***** Excerpted text
Create and activate conda environment:
conda create -n p2m -c rdkit -c openbabel python rdkit openbabel pandas
conda activate p2m
Clone and setup p2m:
pip install git+https://github.com/pnnl/p2m
p2m --input IDS_PATH --type IDS_TYPE [OPTIONS]
For instance, in the included example, the following command was used to query UniProt identifiers with R-group completion and SMILES cleaning:
p2m --input example_run/ecoli_k12_mg1655_uniprotkb.txt --type uniprot -rc
See --help
for more details:
$ p2m --help
usage: p2m [--help] --input IDS_PATH --type IDS_TYPE [--output OUTPUT_PATH]
[--complete_rgroups] [--clean_smiles] [--sleep SLEEP]
---
P2M
---
Identify metabolites (substrates and products) of proteins from UniProt identifiers or EC numbers. Requires internet access for external database queries.
To set up local databases for your first run, be sure to run the 'download' command.
options:
--help, -h Show help documentation.
--input IDS_PATH, -i IDS_PATH
Path to UniProt or EC identifiers; file must be a list of identifiers separated by newlines.
--type IDS_TYPE, -t IDS_TYPE
Type of identifiers. One of: UniProt, EC
--output OUTPUT_PATH, -o OUTPUT_PATH
Path to desired output folder.
--complete_rgroups, -r
Externally query the ChEBI database for substructure searches of compounds with R-groups. Default False.
--clean_smiles, -c Pass SMILES through a set of standardizations. Default False.
--sleep SLEEP, -s SLEEP
Sleep time in seconds between query calls.
- Example: Includes input, output, and command line logs for an example P2M run.
- Substructure expansion: Partial SMILES/SMARTS can be expanded using included utilities in P2M. See the linked notebook for details.
- Bryan Killinger (@brykpnl)
- Christine Chang (@christinehc)
- Ryan Renslow
- Sean Colby (@smcolby)
P2M is licensed under the BSD 3-Clause License; see the LICENSE for details.
**********
What to work on:
- a) Render this sentence from the P2M documentation in Spanish: "To set up local databases for your first run, be sure to run the 'download' command."
- b) Transcribe the P2M documentation from "--type IDS_TYPE, -t" to "Bryan Killinger (@brykpnl)", keeping every character as it appears.
None of the material after the P2M documentation is needed for this work.
***** Information supplied
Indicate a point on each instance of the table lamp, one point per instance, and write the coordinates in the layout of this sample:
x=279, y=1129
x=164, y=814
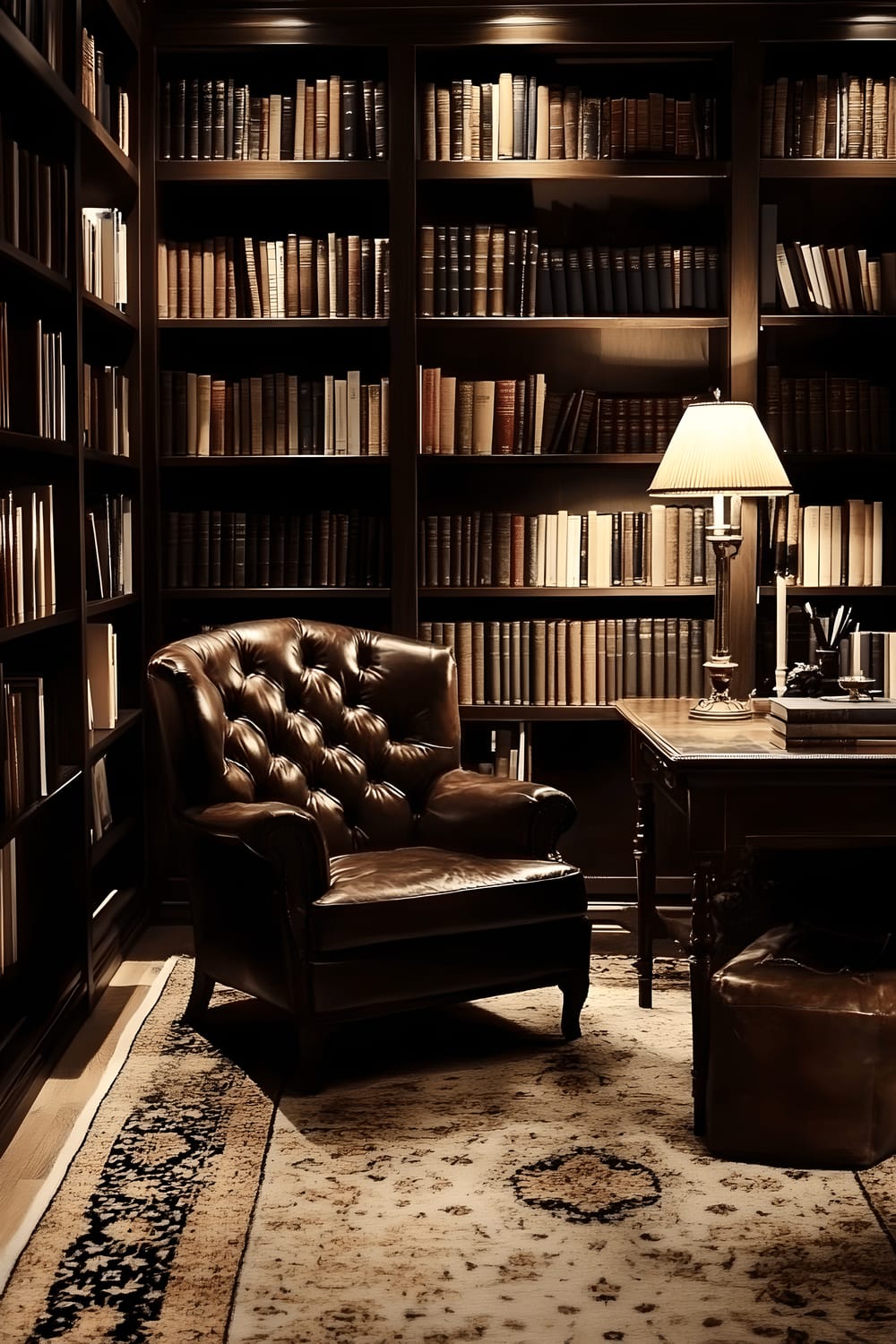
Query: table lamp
x=721, y=452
**********
Answers in order:
- a) Para configurar las bases de datos locales en su primera ejecución, asegúrese de ejecutar el comando 'download'.

- b)
--type IDS_TYPE, -t IDS_TYPE
Type of identifiers. One of: UniProt, EC
--output OUTPUT_PATH, -o OUTPUT_PATH
Path to desired output folder.
--complete_rgroups, -r
Externally query the ChEBI database for substructure searches of compounds with R-groups. Default False.
--clean_smiles, -c Pass SMILES through a set of standardizations. Default False.
--sleep SLEEP, -s SLEEP
Sleep time in seconds between query calls.
- Example: Includes input, output, and command line logs for an example P2M run.
- Substructure expansion: Partial SMILES/SMARTS can be expanded using included utilities in P2M. See the linked notebook for details.
- Bryan Killinger (@brykpnl)